▶ [Fragment tekstu]:
==*==

Melancholijna podróż w głąb lodowatej białostockiej duszy.
Na razie jednak zajmijmy się wydawnictwem zespołu o trudnej
do zapamiętania (zapewne przez męczący dla oka sposób zapisu) nazwie
newspaperflyhunting. Iceberg Soul to concept album, a jakże, na
szczęście z owym konceptem potraktowanym dość luźno. Owszem, utwory nawiązują
do siebie, a pierwszy i ostatni tworzą efektowną klamrę dla całości. Jednak da
się ich słuchać w oderwaniu, bo też większość z nich tworzy dość rozbudowane
historie własne.
Za duży atut albumu należy uznać atmosferę i umiejętność
budowania napięcia. Z jednej strony bywa delikatnie i cicho - klawisze
dyskretnie kląskają, wokaliści prowadzą wygaszoną linię wokalną, by nagle
uderzyć z całą mocą wzmacniaczy. Posłuchajcie, jak świetnie robią to w
otwierającym płytę Iceberg Soul – finał potrafi wgnieść w podłogę.

==*==

▶ [Cel zadania 1]: Przedstaw poniższy listing jako listę numerowaną, bez pustych wierszy. Obrazy pomiń.

==*==

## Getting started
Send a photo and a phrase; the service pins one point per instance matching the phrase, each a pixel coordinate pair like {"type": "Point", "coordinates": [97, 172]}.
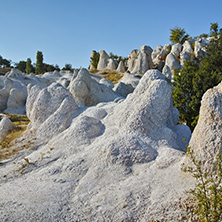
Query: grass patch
{"type": "Point", "coordinates": [7, 149]}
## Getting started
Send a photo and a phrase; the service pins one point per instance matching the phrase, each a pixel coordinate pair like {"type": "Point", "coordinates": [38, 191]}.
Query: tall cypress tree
{"type": "Point", "coordinates": [29, 66]}
{"type": "Point", "coordinates": [39, 63]}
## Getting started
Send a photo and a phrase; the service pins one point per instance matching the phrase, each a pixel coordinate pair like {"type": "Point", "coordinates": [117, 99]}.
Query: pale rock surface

==*==

▶ [Cel zadania 2]: Przepisz bez zmian fragment recenzji albumu Iceberg Soul, zaczynając od „Na razie jednak” i kończąc na „historie własne.”.

▶ [Rozwiązanie 1]:
1. ## Getting started
2. Send a photo and a phrase; the service pins one point per instance matching the phrase, each a pixel coordinate pair like {"type": "Point", "coordinates": [97, 172]}.
3. Query: grass patch
4. {"type": "Point", "coordinates": [7, 149]}
5. ## Getting started
6. Send a photo and a phrase; the service pins one point per instance matching the phrase, each a pixel coordinate pair like {"type": "Point", "coordinates": [38, 191]}.
7. Query: tall cypress tree
8. {"type": "Point", "coordinates": [29, 66]}
9. {"type": "Point", "coordinates": [39, 63]}
10. ## Getting started
11. Send a photo and a phrase; the service pins one point per instance matching the phrase, each a pixel coordinate pair like {"type": "Point", "coordinates": [117, 99]}.
12. Query: pale rock surface

▶ [Rozwiązanie 2]:
Na razie jednak zajmijmy się wydawnictwem zespołu o trudnej
do zapamiętania (zapewne przez męczący dla oka sposób zapisu) nazwie
newspaperflyhunting. Iceberg Soul to concept album, a jakże, na
szczęście z owym konceptem potraktowanym dość luźno. Owszem, utwory nawiązują
do siebie, a pierwszy i ostatni tworzą efektowną klamrę dla całości. Jednak da
się ich słuchać w oderwaniu, bo też większość z nich tworzy dość rozbudowane
historie własne.